# WHAT YOU ARE ASKED TO DO
Each line below that contains the word "green" must be copied.

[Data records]
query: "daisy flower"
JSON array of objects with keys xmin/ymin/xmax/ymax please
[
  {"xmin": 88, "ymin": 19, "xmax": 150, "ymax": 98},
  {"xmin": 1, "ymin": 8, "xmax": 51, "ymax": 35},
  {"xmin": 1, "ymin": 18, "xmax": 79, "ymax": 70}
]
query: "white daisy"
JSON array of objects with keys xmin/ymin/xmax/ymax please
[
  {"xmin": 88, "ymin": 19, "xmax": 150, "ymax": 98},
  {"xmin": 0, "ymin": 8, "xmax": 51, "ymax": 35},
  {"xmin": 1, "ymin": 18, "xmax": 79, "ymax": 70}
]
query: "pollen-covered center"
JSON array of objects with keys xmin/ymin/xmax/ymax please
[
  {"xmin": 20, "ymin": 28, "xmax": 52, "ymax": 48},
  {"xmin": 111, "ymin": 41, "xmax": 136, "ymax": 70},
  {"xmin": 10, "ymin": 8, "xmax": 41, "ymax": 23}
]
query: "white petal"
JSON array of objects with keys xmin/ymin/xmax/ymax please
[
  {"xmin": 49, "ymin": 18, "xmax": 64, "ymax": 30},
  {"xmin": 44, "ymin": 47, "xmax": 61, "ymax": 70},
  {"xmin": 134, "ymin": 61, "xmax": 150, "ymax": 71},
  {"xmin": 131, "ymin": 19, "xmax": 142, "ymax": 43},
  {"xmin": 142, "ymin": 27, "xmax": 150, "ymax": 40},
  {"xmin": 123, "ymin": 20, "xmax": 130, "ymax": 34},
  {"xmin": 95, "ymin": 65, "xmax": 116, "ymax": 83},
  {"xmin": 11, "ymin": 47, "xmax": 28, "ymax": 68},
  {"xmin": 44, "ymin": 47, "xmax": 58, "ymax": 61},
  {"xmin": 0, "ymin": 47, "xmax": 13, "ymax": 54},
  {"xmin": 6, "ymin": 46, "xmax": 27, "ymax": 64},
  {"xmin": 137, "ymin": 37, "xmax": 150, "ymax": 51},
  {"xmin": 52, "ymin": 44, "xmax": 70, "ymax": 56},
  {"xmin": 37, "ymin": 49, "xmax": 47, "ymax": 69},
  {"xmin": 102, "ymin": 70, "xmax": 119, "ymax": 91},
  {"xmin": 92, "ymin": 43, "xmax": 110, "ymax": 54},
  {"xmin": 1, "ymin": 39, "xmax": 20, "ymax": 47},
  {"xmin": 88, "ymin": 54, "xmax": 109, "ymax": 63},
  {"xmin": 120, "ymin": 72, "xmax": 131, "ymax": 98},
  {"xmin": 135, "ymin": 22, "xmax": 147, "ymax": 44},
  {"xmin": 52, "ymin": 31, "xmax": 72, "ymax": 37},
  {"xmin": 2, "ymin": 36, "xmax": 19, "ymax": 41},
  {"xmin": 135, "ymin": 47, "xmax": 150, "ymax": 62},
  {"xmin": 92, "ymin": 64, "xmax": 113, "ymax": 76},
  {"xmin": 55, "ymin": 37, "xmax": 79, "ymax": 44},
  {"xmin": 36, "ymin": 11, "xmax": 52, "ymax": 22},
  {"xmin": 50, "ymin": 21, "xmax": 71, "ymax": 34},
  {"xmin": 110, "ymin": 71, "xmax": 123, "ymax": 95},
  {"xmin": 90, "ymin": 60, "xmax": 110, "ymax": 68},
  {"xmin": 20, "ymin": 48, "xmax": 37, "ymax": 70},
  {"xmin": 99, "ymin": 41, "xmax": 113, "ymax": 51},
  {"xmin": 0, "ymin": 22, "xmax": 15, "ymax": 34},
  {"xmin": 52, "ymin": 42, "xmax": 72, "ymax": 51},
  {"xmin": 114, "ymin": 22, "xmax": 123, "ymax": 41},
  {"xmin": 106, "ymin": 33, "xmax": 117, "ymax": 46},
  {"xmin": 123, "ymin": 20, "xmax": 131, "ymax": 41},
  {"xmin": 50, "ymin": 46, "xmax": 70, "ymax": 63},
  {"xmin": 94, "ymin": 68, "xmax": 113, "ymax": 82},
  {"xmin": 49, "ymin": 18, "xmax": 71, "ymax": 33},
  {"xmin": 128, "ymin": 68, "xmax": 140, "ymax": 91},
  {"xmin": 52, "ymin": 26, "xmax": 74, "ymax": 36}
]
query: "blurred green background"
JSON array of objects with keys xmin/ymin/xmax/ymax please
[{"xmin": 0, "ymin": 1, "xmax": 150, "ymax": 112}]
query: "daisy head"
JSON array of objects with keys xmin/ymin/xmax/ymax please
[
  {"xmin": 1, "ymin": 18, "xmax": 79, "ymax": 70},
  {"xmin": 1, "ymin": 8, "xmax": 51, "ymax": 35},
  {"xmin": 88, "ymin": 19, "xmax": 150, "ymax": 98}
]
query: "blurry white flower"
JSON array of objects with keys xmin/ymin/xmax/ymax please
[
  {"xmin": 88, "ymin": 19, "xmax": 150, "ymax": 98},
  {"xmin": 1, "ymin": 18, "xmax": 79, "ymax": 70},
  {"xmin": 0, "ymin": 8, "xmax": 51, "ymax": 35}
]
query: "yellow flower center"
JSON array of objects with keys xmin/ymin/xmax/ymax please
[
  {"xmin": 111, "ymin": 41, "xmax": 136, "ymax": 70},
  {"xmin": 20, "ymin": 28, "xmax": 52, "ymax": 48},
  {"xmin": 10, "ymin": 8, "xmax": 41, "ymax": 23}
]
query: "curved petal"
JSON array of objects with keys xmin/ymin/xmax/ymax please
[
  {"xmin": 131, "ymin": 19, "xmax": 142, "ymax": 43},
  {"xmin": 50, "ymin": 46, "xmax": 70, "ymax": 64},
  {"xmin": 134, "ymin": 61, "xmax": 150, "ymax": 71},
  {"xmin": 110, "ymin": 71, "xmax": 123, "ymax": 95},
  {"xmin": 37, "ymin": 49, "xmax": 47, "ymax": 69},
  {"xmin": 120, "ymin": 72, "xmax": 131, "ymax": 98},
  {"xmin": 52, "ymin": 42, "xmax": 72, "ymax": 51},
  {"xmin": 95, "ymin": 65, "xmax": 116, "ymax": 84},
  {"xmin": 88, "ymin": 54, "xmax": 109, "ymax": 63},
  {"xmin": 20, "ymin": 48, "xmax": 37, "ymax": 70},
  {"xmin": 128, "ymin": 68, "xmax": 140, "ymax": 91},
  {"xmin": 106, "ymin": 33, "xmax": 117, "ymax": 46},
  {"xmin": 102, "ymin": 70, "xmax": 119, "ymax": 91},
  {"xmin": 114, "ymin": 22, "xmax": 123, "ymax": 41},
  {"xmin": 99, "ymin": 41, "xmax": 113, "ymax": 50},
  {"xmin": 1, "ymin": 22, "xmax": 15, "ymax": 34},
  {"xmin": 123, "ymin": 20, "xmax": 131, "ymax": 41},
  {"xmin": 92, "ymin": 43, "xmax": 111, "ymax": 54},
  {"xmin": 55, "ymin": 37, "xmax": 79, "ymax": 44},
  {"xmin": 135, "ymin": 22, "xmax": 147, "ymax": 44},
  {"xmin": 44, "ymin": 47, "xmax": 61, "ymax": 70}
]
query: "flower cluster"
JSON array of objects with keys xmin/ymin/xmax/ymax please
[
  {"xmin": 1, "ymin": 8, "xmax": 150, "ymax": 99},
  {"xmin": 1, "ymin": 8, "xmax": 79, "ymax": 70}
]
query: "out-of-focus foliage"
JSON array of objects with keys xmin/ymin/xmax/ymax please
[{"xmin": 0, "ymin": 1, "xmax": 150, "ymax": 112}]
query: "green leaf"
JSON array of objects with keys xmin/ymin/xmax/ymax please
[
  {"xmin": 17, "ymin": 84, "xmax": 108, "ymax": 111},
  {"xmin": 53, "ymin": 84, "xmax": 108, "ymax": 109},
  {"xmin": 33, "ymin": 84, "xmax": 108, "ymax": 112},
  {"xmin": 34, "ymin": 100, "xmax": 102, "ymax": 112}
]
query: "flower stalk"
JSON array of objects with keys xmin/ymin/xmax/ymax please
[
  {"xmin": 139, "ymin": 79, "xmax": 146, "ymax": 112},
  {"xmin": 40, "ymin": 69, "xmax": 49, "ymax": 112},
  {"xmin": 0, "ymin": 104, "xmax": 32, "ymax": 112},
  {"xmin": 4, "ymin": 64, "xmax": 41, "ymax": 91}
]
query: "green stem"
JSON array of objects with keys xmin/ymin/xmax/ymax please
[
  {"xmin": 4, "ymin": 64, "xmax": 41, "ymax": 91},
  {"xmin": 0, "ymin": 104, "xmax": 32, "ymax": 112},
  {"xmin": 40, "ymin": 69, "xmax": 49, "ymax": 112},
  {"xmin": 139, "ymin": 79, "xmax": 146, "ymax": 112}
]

# EXPECTED ANSWER
query: "blurred green background"
query: "green leaf"
query: "green stem"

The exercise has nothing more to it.